PROBLEM DESCRIPTION
Repeat word for word the part of the records that opens with the line containing "Please spot the small arched" and closes with the line containing "point(313, 316)", including both of those lines.

(Pointing records)
·····

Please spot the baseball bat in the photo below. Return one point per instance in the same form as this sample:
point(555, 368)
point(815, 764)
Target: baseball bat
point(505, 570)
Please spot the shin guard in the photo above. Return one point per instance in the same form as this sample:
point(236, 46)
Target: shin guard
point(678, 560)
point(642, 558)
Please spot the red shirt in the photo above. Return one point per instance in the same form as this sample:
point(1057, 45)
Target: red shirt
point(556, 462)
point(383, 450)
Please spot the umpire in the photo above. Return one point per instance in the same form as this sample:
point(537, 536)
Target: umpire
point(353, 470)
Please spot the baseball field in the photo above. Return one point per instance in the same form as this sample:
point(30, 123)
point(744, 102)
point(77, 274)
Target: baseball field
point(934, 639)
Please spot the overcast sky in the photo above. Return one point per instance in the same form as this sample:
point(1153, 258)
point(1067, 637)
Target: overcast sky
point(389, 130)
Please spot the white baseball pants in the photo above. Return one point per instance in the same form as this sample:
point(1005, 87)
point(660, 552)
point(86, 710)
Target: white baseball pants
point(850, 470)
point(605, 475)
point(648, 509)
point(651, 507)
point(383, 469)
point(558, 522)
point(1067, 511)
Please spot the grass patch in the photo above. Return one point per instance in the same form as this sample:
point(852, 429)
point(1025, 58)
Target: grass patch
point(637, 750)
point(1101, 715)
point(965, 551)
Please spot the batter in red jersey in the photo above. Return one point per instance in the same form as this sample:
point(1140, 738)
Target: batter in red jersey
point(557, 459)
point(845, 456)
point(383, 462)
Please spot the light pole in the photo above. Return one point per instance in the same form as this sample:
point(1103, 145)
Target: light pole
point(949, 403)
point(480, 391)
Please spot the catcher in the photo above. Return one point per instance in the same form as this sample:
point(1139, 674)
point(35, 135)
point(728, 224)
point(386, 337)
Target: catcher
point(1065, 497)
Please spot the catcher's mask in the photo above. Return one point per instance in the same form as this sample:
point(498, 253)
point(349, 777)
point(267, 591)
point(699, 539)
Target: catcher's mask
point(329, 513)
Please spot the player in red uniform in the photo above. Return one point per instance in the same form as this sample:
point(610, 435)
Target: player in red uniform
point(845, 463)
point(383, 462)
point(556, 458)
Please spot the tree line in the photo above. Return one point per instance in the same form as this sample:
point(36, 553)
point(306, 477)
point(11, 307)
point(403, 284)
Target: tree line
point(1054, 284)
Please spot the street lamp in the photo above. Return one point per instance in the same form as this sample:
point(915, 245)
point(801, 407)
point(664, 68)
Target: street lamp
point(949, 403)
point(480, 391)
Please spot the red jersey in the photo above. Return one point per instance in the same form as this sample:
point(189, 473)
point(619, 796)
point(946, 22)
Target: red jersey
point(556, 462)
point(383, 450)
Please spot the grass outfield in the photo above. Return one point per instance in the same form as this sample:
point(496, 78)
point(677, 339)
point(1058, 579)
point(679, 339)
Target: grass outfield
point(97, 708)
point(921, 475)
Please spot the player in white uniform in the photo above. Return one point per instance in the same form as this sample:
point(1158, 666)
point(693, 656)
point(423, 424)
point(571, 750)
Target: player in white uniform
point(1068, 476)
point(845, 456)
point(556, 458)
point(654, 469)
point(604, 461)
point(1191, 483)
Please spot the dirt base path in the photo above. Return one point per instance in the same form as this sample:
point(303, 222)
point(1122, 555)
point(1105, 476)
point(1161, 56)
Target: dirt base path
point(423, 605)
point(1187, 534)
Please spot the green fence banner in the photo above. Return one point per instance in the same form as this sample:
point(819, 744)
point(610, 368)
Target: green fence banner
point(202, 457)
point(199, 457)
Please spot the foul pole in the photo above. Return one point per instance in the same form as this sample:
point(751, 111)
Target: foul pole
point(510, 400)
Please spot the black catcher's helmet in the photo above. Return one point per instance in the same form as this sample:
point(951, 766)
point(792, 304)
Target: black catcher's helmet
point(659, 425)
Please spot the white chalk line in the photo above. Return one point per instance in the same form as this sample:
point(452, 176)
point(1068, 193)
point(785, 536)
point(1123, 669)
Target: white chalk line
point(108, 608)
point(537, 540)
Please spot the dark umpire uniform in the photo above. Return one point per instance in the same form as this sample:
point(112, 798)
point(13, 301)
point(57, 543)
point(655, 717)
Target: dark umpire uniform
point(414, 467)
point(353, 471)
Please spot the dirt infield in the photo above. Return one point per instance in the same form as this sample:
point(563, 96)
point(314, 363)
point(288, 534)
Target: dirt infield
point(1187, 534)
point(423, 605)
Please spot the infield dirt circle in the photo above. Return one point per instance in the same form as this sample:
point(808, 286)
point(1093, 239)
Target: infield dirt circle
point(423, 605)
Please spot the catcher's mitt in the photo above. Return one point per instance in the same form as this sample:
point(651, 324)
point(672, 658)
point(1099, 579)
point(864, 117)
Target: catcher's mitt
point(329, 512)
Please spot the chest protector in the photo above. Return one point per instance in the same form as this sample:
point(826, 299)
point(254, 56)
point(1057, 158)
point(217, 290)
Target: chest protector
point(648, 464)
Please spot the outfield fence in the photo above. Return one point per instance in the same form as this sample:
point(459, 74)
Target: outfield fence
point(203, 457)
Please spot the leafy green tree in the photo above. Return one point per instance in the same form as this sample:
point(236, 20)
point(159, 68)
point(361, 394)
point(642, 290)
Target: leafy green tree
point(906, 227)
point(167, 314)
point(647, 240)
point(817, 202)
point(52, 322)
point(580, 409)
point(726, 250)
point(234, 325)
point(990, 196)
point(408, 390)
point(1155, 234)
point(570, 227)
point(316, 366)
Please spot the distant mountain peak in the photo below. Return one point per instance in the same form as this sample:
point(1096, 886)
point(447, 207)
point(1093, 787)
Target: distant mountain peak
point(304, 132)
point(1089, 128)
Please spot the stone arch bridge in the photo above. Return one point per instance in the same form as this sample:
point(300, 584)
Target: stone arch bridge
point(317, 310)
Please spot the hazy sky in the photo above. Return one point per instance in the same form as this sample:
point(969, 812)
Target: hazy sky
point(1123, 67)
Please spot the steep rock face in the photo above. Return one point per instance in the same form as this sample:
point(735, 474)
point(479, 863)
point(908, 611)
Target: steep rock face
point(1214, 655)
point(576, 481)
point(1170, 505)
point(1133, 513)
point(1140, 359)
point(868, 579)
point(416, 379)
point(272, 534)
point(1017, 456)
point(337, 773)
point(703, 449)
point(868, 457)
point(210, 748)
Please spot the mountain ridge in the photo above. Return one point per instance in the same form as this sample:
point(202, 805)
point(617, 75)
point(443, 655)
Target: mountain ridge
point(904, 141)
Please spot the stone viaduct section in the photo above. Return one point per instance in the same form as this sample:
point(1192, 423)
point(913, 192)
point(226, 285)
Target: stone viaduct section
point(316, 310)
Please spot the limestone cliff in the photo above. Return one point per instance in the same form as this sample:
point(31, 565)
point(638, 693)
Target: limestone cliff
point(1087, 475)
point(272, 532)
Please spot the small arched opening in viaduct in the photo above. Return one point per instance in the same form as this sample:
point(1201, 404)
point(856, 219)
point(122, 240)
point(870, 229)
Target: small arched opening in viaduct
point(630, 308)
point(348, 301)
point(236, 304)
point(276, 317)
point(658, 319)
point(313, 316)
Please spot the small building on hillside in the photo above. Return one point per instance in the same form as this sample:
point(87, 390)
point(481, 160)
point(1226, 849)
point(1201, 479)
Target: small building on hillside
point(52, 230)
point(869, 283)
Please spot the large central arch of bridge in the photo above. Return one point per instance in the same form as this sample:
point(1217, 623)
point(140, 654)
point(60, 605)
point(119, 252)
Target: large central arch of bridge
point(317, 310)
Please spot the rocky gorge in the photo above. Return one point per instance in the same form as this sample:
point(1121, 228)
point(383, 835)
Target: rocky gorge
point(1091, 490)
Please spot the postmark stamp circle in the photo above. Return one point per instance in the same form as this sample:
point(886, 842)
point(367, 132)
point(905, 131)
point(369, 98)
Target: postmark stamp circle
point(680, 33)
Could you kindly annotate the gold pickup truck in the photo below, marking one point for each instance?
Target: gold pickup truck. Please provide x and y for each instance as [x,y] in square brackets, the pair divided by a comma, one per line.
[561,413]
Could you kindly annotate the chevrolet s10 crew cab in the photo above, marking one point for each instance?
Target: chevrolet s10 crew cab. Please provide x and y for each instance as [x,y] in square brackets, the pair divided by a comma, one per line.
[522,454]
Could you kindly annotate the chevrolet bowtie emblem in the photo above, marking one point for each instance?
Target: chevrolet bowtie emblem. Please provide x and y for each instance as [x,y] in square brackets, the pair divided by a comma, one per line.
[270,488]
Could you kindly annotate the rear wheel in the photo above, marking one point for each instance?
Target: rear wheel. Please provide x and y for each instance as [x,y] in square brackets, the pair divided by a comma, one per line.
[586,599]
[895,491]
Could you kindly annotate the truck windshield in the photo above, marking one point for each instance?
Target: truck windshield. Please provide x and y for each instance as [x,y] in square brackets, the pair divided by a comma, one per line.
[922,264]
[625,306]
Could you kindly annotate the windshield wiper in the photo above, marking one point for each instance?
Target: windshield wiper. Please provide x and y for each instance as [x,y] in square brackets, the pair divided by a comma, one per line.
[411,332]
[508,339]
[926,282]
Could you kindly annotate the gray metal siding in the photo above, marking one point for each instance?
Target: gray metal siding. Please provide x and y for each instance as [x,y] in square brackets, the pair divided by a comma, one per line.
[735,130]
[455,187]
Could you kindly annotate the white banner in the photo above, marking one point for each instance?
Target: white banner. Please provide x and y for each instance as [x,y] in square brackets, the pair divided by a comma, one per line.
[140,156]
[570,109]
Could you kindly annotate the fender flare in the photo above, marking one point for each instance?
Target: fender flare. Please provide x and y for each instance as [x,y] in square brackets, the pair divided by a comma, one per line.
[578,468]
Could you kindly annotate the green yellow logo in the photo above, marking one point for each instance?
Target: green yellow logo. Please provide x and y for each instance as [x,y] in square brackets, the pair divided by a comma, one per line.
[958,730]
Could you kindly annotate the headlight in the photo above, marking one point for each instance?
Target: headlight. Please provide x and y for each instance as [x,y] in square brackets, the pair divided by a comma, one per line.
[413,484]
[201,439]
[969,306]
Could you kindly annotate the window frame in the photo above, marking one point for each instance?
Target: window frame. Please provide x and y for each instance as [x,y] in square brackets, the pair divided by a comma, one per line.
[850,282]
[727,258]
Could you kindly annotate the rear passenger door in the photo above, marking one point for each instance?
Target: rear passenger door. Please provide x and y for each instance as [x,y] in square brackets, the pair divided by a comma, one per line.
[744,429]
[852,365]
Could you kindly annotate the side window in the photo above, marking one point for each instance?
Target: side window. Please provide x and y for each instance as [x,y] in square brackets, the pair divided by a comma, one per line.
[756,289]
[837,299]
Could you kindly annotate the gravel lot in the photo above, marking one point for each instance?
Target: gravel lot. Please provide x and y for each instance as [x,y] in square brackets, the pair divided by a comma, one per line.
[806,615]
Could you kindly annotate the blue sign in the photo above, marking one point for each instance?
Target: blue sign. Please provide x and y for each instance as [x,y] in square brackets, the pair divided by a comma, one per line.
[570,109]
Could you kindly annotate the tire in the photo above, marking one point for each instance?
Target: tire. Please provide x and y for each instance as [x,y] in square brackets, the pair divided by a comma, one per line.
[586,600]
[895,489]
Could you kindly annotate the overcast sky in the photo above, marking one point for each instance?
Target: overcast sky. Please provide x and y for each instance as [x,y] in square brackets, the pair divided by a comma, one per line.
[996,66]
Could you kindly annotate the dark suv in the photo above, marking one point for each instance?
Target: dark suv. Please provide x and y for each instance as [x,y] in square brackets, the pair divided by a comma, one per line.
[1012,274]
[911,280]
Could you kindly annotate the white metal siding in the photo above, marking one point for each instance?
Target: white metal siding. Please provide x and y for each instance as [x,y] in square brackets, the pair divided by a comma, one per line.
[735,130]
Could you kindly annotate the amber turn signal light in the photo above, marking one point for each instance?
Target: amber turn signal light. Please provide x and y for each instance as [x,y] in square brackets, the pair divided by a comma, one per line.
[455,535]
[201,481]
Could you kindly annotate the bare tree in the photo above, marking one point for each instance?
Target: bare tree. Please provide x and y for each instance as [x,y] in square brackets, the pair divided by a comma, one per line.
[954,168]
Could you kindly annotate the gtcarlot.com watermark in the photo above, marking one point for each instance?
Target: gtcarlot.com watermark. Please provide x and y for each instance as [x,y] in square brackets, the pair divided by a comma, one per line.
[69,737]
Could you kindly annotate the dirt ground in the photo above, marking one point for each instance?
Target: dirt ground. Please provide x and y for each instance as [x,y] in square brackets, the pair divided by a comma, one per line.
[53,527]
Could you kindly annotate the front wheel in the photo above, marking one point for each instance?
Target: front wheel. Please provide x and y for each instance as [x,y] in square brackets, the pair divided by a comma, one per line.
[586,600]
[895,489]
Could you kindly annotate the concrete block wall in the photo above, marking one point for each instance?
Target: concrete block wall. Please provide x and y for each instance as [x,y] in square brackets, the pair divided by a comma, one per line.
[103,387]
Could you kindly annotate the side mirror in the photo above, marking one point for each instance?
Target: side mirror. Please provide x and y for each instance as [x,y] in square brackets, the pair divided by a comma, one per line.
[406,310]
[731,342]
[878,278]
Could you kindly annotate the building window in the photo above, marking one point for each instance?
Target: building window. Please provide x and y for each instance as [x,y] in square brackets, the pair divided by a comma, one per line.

·····

OUTPUT
Please spot the small arched opening in viaduct in the photo above. Return one point per instance in the same form as this sample:
point(1201, 404)
point(856, 219)
point(122, 240)
point(870, 229)
Target: small arched opening in viaduct
point(630, 308)
point(348, 301)
point(236, 304)
point(276, 317)
point(658, 319)
point(313, 316)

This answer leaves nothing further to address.